EXERCISE INSTRUCTIONS
Please read the records below and return each line holding the string "every".

MATERIAL FOR THE TASK
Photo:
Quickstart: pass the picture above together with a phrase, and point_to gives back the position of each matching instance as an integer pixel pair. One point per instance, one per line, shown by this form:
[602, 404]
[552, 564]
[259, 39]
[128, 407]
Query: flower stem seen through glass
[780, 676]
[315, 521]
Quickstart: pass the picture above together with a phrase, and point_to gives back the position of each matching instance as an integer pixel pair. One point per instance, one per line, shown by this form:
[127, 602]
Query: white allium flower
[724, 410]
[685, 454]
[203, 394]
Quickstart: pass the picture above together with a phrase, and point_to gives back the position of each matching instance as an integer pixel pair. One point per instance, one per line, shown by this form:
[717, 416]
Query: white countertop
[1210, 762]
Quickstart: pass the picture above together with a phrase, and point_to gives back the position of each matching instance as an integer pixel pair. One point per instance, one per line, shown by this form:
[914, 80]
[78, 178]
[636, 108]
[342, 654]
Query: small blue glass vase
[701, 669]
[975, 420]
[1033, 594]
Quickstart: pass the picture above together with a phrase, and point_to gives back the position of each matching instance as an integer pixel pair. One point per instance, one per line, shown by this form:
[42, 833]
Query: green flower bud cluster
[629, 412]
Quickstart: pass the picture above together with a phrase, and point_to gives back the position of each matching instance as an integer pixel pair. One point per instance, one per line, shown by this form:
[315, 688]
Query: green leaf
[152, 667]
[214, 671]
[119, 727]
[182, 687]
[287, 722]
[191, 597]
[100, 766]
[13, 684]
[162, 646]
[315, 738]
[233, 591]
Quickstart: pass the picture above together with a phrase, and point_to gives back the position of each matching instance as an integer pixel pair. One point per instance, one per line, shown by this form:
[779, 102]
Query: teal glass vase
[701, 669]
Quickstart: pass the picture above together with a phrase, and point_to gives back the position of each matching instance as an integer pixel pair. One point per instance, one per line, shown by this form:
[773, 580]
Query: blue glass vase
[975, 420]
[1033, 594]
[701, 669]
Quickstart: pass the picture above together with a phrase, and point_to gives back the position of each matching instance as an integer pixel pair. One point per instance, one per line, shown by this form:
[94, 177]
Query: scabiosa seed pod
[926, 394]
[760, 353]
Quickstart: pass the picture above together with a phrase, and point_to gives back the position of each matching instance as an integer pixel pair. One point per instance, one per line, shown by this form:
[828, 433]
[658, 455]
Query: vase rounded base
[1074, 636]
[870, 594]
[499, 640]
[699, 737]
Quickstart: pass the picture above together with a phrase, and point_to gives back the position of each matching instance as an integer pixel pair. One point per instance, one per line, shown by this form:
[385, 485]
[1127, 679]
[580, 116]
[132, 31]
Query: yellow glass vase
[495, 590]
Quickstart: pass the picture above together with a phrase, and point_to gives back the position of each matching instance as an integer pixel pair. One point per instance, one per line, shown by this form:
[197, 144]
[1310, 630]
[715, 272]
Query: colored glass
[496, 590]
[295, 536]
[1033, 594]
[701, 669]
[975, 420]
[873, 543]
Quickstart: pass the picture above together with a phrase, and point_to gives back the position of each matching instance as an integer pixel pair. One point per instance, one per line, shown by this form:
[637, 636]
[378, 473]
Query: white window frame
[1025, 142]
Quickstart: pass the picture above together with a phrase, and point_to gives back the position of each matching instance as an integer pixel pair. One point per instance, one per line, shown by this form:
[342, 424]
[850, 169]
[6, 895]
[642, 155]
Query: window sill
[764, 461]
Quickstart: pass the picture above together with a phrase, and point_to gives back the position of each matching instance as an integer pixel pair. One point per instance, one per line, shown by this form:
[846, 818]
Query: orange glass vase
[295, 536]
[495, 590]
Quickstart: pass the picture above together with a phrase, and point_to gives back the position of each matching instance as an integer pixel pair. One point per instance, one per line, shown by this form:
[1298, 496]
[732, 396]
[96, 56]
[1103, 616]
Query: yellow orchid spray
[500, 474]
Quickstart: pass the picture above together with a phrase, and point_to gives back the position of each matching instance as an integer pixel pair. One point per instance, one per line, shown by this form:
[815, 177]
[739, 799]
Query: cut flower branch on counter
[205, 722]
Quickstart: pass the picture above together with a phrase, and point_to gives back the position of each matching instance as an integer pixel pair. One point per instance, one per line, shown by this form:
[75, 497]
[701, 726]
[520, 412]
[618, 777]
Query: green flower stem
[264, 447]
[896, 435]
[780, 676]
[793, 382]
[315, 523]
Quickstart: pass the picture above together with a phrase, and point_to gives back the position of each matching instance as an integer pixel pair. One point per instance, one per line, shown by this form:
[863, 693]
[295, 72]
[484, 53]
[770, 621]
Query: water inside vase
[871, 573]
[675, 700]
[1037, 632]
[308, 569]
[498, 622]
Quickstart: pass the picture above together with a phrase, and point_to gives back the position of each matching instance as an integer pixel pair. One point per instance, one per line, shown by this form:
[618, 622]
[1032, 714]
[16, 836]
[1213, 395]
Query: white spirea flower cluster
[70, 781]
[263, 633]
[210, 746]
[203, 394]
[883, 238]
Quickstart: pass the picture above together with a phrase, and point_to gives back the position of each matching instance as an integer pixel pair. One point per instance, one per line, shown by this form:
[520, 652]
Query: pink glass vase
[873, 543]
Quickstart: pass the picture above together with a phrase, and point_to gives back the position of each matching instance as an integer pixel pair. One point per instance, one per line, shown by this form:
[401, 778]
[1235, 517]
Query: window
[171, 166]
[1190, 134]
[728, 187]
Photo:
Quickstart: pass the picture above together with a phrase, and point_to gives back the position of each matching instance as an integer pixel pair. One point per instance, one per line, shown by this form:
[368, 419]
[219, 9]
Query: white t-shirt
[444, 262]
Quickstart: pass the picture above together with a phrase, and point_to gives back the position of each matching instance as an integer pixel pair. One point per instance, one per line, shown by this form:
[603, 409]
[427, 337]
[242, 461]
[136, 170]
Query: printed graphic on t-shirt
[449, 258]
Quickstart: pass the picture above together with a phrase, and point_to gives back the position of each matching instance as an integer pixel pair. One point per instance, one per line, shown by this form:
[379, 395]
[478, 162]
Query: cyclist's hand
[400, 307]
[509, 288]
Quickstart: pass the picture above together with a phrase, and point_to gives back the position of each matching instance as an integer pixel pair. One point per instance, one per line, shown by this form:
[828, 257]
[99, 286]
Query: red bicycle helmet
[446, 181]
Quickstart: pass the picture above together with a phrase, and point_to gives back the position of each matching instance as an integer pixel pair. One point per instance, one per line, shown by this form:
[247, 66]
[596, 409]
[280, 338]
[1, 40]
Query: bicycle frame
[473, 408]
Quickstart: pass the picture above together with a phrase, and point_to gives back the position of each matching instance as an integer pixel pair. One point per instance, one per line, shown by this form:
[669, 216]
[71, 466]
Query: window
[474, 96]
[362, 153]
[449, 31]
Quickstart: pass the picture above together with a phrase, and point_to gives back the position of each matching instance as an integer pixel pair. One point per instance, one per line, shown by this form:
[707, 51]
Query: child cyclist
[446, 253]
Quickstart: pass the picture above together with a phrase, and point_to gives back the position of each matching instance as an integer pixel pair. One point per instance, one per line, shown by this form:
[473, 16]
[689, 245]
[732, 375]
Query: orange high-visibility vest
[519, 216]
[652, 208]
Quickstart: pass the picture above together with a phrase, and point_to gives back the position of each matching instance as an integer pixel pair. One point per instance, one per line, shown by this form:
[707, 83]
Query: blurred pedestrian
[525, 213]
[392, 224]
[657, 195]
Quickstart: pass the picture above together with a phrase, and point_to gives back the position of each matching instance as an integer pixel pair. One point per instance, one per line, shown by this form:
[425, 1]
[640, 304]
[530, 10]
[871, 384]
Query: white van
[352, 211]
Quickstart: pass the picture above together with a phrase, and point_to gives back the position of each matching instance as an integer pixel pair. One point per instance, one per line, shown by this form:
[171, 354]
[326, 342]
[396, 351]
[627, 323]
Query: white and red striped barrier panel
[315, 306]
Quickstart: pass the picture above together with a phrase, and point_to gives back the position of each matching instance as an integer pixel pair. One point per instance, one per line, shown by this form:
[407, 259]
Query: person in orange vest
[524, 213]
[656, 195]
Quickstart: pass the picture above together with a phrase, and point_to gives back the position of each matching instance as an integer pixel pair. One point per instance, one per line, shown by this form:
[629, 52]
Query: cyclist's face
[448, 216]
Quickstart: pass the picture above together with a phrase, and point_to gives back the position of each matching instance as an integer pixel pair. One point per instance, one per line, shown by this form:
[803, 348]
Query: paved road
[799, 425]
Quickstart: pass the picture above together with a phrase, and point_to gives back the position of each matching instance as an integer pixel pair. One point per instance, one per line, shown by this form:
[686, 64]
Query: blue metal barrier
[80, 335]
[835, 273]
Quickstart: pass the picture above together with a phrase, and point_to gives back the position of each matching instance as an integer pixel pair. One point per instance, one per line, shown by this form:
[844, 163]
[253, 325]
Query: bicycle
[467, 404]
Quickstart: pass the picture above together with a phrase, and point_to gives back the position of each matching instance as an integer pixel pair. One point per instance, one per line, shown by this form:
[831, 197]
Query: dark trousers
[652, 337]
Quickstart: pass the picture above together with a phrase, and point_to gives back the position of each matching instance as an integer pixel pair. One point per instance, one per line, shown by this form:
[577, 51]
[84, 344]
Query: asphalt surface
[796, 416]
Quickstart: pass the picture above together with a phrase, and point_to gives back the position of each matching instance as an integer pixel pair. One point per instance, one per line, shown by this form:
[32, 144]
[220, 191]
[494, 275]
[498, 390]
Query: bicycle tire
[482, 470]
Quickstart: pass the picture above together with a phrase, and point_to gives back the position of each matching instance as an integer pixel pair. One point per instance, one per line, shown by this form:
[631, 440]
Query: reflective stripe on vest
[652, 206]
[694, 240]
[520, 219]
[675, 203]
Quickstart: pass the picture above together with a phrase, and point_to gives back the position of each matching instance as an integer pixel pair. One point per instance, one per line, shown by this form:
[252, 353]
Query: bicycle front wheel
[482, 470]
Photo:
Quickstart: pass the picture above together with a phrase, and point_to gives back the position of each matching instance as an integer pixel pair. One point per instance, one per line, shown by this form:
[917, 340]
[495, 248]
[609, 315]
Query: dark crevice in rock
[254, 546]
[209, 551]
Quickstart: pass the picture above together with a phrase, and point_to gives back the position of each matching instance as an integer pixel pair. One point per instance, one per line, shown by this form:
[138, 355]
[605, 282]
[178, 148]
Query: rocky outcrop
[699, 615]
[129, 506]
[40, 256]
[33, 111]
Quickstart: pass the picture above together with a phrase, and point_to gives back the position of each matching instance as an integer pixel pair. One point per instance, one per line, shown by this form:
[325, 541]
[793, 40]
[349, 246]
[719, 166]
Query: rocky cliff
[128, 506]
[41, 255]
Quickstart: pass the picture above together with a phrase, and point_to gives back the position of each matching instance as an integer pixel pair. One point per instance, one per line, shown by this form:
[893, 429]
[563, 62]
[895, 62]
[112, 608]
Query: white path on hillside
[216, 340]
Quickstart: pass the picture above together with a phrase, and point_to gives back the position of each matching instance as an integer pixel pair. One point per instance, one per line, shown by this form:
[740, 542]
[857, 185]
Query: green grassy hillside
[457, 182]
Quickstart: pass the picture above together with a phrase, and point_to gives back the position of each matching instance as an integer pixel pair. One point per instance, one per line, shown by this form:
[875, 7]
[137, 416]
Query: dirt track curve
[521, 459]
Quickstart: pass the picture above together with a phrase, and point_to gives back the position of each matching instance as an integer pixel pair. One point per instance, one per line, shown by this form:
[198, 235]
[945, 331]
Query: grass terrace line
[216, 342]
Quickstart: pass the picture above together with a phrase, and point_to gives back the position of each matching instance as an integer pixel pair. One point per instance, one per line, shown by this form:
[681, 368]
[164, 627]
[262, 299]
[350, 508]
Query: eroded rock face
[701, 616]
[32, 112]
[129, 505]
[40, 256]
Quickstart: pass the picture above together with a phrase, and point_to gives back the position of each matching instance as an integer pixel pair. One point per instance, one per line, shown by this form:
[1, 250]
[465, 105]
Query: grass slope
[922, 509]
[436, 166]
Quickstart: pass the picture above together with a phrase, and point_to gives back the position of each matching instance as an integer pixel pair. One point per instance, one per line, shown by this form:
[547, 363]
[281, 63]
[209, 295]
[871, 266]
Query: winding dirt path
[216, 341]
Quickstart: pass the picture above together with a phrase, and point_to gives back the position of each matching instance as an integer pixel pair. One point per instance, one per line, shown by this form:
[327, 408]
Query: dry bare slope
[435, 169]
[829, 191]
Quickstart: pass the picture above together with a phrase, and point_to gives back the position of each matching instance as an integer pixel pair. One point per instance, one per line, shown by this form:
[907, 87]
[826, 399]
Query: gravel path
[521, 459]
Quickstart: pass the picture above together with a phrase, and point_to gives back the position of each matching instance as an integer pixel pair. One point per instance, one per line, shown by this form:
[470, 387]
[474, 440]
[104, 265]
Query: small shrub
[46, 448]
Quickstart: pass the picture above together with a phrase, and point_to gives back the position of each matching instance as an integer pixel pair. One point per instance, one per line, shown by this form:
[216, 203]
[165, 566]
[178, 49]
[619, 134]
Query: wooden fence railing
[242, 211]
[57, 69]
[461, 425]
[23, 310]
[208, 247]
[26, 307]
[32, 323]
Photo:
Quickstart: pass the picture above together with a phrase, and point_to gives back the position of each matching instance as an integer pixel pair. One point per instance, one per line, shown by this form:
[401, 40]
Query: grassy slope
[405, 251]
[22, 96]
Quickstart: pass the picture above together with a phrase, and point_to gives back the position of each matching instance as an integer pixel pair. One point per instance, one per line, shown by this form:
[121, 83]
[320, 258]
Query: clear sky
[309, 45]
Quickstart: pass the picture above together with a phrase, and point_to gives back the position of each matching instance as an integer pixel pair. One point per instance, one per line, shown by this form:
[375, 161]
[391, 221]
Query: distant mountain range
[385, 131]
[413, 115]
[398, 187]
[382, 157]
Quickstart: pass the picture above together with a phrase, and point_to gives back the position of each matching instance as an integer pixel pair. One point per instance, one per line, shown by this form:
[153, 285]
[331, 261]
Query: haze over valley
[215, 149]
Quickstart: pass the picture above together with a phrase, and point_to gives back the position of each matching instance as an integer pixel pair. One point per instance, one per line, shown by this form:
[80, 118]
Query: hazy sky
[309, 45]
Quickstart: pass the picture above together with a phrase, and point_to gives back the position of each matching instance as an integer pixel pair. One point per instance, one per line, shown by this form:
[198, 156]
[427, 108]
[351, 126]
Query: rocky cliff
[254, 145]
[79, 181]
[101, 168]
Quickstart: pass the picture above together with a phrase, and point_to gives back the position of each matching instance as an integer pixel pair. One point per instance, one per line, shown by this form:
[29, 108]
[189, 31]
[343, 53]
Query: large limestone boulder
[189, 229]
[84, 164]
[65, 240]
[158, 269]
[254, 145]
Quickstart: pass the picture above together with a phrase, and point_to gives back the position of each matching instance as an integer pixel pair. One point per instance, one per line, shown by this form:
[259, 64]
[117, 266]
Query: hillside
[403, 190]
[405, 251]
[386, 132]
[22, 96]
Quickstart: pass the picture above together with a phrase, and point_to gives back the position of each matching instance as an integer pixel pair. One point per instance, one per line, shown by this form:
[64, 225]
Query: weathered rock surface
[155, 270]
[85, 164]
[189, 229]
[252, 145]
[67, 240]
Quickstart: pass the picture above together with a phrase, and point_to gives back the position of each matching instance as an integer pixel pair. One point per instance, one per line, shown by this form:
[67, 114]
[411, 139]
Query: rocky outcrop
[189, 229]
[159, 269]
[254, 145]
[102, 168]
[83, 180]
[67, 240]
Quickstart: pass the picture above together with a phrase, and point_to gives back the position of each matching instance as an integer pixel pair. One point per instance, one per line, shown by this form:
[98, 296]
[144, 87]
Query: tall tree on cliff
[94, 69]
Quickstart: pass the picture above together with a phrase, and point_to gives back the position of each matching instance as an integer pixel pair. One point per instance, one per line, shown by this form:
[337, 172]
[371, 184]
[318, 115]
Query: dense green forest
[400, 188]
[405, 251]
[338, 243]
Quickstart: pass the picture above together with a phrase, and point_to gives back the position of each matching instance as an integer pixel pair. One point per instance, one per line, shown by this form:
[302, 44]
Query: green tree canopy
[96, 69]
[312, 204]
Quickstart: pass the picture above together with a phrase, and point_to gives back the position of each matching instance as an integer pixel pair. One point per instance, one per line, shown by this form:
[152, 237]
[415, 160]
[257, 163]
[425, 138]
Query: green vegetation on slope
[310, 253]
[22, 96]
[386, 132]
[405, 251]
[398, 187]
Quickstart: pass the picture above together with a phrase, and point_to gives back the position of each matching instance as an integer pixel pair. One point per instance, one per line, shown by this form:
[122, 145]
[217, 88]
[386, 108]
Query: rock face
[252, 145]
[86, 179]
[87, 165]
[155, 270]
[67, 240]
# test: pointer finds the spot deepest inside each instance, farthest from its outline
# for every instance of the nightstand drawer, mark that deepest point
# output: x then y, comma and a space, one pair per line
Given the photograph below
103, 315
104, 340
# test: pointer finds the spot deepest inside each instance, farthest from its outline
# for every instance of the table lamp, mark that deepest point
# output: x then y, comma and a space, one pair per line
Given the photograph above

RESPONSE
# for every instance of the nightstand drawer, mark that deepest point
# for every instance of the table lamp, mark that deepest point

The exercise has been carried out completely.